[Segmentation mask data]
┄┄┄┄┄┄
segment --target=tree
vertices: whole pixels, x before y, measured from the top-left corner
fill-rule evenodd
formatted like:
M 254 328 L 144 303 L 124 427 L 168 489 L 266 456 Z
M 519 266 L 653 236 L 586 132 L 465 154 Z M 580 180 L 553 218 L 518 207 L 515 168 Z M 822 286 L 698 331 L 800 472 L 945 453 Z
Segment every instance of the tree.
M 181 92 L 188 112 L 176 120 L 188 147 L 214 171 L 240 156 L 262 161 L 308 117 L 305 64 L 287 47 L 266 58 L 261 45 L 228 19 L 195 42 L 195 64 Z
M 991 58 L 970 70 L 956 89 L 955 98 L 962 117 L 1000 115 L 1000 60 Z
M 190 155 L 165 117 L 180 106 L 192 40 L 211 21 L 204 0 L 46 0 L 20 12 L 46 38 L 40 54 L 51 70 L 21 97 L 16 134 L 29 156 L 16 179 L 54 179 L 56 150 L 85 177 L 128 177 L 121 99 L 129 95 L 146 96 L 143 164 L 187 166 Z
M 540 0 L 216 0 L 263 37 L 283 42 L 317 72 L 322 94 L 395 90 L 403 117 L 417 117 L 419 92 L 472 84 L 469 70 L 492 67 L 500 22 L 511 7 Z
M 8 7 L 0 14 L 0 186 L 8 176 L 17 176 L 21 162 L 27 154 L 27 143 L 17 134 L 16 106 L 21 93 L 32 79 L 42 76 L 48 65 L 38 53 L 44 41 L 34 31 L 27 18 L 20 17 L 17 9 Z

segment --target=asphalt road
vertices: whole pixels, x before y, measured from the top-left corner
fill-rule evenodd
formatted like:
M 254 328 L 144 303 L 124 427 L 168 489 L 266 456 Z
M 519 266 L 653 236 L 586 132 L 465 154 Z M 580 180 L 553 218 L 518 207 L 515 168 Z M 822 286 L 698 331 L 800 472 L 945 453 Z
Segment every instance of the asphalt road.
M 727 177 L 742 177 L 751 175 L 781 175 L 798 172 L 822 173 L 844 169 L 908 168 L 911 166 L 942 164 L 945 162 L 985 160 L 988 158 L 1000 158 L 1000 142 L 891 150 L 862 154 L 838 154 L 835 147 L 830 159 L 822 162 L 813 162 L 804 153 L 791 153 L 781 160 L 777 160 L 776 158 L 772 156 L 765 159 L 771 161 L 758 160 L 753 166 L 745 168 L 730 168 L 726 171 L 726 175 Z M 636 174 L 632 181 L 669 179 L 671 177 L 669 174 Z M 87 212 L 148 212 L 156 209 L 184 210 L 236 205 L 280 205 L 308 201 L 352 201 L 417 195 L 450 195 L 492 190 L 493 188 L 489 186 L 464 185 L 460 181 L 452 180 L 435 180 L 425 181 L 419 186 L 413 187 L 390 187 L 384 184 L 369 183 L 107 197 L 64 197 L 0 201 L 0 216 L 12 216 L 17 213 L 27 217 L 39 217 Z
┄┄┄┄┄┄
Problem » Give back every entry above, complete and exact.

Reply »
segment --target=tree
vertices: whole pixels, x before y, measured from the top-left corner
fill-rule evenodd
formatted like:
M 254 328 L 144 303 L 124 427 L 168 489 L 266 456 Z
M 519 266 L 653 236 L 586 132 L 465 154 Z M 580 180 L 553 218 L 518 207 L 515 168 Z M 822 286 L 698 331 L 800 472 L 945 453 Z
Segment every instance of the tree.
M 181 92 L 188 112 L 176 120 L 188 147 L 214 171 L 240 156 L 262 161 L 308 117 L 305 64 L 287 47 L 266 58 L 261 45 L 228 19 L 195 42 L 195 64 Z
M 991 58 L 970 70 L 956 89 L 955 98 L 962 117 L 1000 115 L 1000 60 Z
M 190 155 L 165 117 L 180 106 L 192 40 L 211 21 L 204 0 L 46 0 L 20 12 L 46 38 L 40 54 L 51 70 L 21 97 L 16 134 L 29 156 L 16 179 L 54 179 L 56 150 L 85 177 L 128 177 L 121 99 L 129 95 L 146 96 L 143 164 L 187 166 Z
M 540 0 L 216 0 L 263 37 L 283 42 L 317 72 L 322 94 L 395 90 L 403 117 L 417 117 L 419 92 L 472 84 L 469 70 L 492 67 L 500 22 L 511 7 Z
M 8 7 L 0 14 L 0 186 L 8 176 L 17 176 L 21 162 L 27 154 L 27 143 L 17 134 L 16 106 L 21 93 L 32 79 L 42 76 L 48 65 L 38 53 L 44 41 L 34 31 L 27 18 L 20 17 L 17 9 Z

segment --target=asphalt road
vertices: whole pixels, x before y, measured from the top-left corner
fill-rule evenodd
formatted like:
M 254 328 L 144 303 L 124 427 L 168 489 L 266 456 Z
M 519 266 L 653 236 L 586 132 L 465 154 Z M 580 180 L 553 218 L 518 207 L 515 168 Z M 822 286 L 698 331 L 800 472 L 945 453 Z
Segment every instance of the asphalt road.
M 727 177 L 742 177 L 751 175 L 781 175 L 798 172 L 822 173 L 844 169 L 908 168 L 911 166 L 942 164 L 945 162 L 985 160 L 988 158 L 1000 158 L 1000 142 L 891 150 L 862 154 L 838 154 L 835 147 L 830 159 L 822 162 L 813 162 L 804 153 L 791 153 L 781 160 L 777 160 L 776 158 L 772 156 L 765 159 L 771 161 L 758 160 L 753 166 L 745 168 L 730 168 L 726 171 L 726 175 Z M 636 174 L 632 181 L 669 179 L 671 177 L 669 174 Z M 87 212 L 148 212 L 156 209 L 184 210 L 236 205 L 280 205 L 308 201 L 352 201 L 417 195 L 450 195 L 492 190 L 493 188 L 489 186 L 464 185 L 460 181 L 452 180 L 435 180 L 425 181 L 419 186 L 413 187 L 390 187 L 384 184 L 369 183 L 107 197 L 64 197 L 0 201 L 0 216 L 12 216 L 17 213 L 27 217 L 39 217 Z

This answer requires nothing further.